### Task objective
Copy out the lines from the one containing "every dark-haired person." through the one containing "left=521, top=150, right=581, bottom=213", inclusive, with every character unchanged.

### Supplied entries
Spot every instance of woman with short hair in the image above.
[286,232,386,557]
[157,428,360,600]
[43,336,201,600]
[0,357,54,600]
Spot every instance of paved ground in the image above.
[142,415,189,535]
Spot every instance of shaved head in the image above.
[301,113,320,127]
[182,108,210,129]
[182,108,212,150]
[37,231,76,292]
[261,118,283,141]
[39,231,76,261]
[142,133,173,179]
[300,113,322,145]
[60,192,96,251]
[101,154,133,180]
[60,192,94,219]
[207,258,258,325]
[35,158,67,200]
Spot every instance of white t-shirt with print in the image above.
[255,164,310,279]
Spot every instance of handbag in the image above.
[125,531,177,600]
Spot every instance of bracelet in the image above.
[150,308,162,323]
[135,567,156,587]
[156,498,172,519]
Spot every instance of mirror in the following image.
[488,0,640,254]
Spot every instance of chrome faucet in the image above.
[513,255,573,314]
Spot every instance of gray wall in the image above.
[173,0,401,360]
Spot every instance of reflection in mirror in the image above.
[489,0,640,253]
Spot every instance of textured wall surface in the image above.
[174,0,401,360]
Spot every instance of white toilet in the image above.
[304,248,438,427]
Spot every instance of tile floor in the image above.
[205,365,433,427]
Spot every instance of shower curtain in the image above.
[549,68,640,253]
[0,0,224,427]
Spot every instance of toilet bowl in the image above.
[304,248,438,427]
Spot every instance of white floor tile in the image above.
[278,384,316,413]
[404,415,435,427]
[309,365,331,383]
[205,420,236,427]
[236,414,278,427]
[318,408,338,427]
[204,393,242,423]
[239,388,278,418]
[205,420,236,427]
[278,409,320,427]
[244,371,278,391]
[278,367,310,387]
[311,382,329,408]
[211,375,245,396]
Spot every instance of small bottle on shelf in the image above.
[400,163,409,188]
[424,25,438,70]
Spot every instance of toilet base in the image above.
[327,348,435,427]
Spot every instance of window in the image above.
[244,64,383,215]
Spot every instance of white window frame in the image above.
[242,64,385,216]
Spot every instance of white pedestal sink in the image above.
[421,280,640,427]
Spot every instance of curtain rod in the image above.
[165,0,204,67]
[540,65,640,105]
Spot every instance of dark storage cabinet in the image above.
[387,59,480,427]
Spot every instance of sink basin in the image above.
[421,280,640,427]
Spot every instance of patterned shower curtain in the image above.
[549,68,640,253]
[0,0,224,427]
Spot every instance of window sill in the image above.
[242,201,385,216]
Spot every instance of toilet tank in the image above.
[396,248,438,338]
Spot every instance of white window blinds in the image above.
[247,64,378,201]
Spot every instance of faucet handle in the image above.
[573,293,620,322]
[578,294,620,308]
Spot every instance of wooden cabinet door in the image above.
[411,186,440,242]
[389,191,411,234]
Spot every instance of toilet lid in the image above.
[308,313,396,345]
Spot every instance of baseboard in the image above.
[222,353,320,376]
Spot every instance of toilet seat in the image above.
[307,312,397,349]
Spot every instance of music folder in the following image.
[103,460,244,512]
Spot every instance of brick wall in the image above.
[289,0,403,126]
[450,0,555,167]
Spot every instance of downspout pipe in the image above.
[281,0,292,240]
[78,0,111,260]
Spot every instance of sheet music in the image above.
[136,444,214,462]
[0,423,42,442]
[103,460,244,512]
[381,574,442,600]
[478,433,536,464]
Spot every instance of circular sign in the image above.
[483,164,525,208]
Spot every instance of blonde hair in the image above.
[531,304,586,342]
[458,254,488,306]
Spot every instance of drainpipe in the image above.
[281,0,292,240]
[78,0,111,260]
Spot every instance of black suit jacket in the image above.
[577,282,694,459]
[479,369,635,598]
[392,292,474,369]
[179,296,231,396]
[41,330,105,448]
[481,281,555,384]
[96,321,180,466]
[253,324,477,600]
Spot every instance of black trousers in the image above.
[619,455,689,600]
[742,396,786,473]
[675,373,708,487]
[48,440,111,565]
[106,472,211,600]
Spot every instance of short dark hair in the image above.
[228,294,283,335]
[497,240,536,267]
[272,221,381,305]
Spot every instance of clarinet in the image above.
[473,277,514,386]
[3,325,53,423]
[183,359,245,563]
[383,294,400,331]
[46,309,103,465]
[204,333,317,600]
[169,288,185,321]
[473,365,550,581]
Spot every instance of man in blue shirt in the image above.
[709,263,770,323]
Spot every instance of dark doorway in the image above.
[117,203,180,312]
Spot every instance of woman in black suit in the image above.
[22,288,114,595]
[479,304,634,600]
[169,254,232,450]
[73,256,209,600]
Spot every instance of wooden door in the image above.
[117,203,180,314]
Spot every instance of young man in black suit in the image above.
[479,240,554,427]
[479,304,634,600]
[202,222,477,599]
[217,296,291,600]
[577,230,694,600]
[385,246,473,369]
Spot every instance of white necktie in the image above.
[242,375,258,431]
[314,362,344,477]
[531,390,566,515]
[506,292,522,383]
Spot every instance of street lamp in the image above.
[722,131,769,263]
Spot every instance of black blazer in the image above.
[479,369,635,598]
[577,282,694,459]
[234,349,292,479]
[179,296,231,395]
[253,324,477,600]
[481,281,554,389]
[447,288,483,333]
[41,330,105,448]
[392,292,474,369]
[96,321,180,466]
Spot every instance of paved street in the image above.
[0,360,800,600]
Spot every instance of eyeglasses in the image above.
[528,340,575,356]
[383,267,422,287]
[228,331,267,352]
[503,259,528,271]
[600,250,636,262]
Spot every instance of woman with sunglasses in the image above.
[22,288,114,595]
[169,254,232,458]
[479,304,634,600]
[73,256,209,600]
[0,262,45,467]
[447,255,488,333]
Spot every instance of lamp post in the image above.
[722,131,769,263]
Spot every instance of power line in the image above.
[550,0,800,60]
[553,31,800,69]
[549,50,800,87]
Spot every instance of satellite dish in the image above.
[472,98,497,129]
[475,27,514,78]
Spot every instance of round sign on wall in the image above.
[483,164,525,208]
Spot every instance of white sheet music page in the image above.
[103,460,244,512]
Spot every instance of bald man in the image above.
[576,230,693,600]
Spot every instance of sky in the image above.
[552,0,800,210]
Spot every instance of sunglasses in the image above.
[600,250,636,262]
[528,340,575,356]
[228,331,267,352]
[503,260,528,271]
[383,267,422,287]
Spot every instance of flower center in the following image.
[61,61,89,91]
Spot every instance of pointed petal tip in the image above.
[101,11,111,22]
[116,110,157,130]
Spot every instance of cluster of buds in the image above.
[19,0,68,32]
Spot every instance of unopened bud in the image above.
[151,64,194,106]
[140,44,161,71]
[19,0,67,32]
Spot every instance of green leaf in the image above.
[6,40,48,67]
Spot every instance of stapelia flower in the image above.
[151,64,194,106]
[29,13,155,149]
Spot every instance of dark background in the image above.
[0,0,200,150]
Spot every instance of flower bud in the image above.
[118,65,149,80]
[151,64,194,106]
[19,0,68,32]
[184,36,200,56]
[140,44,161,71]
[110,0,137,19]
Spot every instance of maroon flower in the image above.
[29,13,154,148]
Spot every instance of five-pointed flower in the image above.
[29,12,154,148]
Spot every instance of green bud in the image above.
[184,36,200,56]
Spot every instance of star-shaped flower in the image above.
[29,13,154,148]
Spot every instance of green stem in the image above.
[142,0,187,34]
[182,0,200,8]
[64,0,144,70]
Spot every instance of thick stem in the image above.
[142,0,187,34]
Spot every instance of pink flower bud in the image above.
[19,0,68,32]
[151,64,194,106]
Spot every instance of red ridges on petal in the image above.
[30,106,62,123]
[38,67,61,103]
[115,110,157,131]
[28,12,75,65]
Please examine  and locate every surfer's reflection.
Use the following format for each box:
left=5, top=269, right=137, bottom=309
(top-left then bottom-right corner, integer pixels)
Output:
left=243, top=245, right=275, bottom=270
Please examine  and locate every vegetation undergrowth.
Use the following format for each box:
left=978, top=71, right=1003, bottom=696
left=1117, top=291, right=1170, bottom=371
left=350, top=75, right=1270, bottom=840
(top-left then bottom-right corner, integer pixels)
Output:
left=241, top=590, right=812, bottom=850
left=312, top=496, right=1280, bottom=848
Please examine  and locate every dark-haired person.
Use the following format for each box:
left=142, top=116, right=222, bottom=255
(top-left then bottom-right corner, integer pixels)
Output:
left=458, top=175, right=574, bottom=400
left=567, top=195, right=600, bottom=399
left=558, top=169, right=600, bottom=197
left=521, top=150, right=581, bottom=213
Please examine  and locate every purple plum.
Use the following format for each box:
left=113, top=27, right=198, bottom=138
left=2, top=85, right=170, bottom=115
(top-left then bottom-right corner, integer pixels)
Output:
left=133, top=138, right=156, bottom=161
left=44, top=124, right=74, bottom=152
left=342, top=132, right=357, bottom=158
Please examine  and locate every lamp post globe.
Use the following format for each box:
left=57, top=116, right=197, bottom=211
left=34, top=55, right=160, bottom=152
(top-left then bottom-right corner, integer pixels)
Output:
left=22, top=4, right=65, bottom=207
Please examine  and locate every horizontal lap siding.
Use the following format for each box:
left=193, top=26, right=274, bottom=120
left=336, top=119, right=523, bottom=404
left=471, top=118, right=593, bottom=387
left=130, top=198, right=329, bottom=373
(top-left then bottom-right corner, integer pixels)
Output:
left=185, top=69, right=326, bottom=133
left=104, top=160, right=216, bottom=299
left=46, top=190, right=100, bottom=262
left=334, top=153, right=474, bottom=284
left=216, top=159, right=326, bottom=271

### Full output
Please examine  and locate every dark-haired person.
Use the following format for each box:
left=142, top=116, right=222, bottom=255
(top-left then bottom-right corner, integer pixels)
Output:
left=458, top=175, right=574, bottom=400
left=567, top=195, right=600, bottom=399
left=558, top=169, right=600, bottom=197
left=521, top=150, right=581, bottom=213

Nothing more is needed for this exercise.